BEREITGESTELLTER AUSZUG:
↓

Donnerstag, 28. Oktober 1915
Kriegsspende „Deutscher Frauendank 1915“. Ein Bonner Ortsausschuß dieser Kriegsspende soll gebildet werden. Sämtliche Frauenvereine werden gebeten, zu einer Besprechung, die morgen (Freitag) nachmittag 5 ½ Uhr im Nachmittagsheim für Verwundete, Koblenzer Straße 90, stattfindet, Vertreterinnen zu entsenden.
(Bonner Zeitung, Rubrik „Aus den Städtischen Nachrichten“)
Am kommenden Sonntag, dem letzten Sonntag vor Allerheiligen, ist ein erweiterter Geschäftsverkehr auf die Dauer von 10 Stunden freigegeben. Die Ladengeschäfte dürfen am Sonntag von morgens 7 bis abends 7 Uhr – mit Ausnahme der für den Hauptgottesdienst bestimmten Vormittagsstunden von 9 ½ bis 11 ½ Uhr – für den Verkauf geöffnet bleiben.

↑

GESTELLTE AUFGABE 1:
Übersetze diesen Satz aus dem Auszug ins Englische: „Die Ladengeschäfte dürfen am Sonntag von morgens 7 bis abends 7 Uhr – mit Ausnahme der für den Hauptgottesdienst bestimmten Vormittagsstunden von 9 ½ bis 11 ½ Uhr – für den Verkauf geöffnet bleiben.“

DATENEINTRÄGE:
↓

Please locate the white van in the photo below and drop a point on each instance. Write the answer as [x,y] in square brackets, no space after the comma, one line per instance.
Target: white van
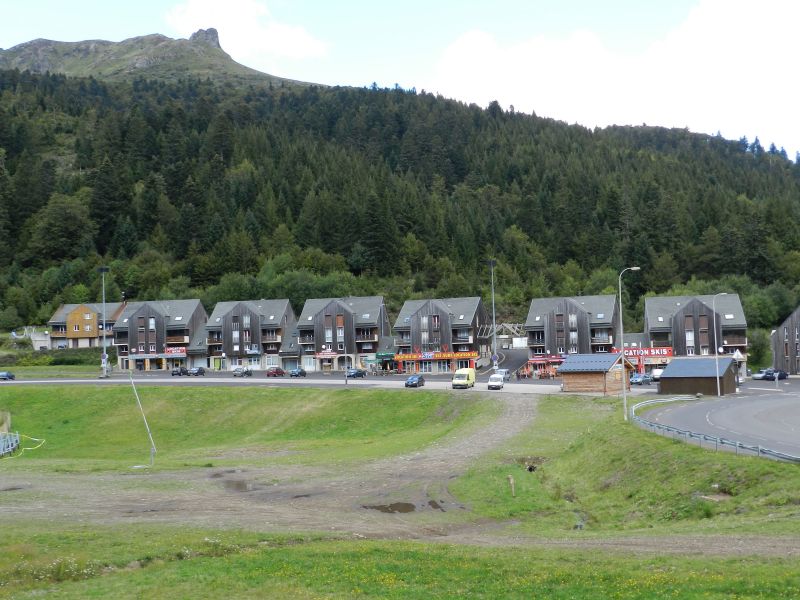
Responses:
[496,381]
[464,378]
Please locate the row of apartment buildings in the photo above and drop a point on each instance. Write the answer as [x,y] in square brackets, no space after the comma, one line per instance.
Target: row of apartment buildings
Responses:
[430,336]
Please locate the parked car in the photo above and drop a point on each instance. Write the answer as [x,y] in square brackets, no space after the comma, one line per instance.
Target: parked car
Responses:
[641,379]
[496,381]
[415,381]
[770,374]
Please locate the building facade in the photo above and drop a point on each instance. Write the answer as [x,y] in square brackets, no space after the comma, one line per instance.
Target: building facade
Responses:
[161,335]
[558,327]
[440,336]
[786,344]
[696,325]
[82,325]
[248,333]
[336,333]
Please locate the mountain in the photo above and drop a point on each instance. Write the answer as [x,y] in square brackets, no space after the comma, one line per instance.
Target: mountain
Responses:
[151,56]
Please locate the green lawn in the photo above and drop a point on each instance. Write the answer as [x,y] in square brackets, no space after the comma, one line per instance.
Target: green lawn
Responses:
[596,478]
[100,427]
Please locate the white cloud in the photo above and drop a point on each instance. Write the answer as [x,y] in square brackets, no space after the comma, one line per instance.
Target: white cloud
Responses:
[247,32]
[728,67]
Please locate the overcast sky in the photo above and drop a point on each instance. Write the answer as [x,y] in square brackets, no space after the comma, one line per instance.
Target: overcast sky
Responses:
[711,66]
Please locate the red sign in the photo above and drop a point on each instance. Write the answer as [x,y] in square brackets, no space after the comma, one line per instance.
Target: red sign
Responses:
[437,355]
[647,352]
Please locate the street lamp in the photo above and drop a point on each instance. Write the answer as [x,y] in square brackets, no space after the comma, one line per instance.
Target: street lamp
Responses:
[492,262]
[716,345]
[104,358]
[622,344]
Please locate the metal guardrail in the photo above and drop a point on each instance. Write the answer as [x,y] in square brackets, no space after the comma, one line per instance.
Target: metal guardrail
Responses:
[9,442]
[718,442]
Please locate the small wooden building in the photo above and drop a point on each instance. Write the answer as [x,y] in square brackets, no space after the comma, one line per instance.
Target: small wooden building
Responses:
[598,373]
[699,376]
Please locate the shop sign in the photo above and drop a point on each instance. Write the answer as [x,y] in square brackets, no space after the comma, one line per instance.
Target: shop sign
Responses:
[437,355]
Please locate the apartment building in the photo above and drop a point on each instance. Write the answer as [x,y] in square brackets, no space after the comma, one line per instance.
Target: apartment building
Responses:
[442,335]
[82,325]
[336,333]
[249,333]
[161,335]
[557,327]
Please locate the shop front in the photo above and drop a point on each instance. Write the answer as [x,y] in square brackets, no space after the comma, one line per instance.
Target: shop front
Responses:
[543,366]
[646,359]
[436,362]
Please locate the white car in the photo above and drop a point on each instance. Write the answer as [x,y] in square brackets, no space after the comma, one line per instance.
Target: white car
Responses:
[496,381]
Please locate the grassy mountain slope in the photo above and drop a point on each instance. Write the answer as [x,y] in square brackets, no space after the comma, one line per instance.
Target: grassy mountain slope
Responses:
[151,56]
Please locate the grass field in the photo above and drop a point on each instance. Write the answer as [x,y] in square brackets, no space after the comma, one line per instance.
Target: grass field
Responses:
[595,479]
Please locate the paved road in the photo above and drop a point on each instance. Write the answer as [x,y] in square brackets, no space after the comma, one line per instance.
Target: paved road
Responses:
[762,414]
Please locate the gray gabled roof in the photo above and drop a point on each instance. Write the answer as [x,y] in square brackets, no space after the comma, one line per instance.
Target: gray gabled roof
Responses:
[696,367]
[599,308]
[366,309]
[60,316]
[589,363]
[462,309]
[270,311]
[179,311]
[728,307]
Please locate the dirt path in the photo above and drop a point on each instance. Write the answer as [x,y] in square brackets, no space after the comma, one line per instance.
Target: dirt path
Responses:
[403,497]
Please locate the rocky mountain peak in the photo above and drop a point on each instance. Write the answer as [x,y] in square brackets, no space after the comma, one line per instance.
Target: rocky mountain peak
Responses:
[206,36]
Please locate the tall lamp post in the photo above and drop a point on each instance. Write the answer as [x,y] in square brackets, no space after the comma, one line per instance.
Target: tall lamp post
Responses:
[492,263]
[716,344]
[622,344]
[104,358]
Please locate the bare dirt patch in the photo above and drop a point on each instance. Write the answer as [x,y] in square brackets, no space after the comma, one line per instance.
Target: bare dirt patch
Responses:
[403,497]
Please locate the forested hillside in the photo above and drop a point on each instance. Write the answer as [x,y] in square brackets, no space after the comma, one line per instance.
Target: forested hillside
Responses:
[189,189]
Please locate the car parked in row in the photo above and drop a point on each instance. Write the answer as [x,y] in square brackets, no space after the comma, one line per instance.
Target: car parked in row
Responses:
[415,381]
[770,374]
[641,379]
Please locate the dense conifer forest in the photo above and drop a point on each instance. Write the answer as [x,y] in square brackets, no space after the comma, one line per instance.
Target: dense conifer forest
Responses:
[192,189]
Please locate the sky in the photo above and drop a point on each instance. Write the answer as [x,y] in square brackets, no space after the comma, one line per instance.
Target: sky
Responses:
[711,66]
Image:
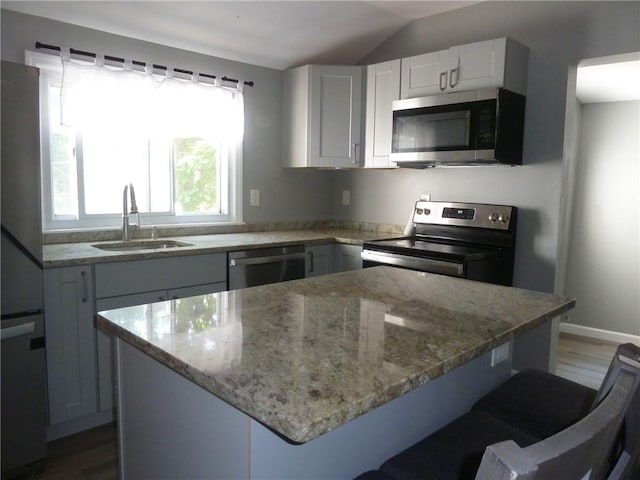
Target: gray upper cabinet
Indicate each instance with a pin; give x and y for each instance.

↑

GESTELLTE AUFGABE 2:
Gib bitte aus den Zeilen alles wortgetreu wieder, von der Zeile mit „Please locate the sky“ bis hinunter zum Ende der Zeilen. Lass die Bilder dabei weg.

ERWARTETE AUSGABE 1:
On Sunday, shops may remain open for sales from 7 in the morning until 7 in the evening – except for the morning hours from 9:30 to 11:30 set aside for the main church service.

ERWARTETE AUSGABE 2:
Please locate the sky in the photo above and drop a point on each instance. Write the answer as [x,y] in square brackets, no space after the comma, one line per instance.
Target: sky
Responses:
[711,66]
Image:
Target: gray upper cabinet
Indicate each instance with a pin; give x and y for each instance.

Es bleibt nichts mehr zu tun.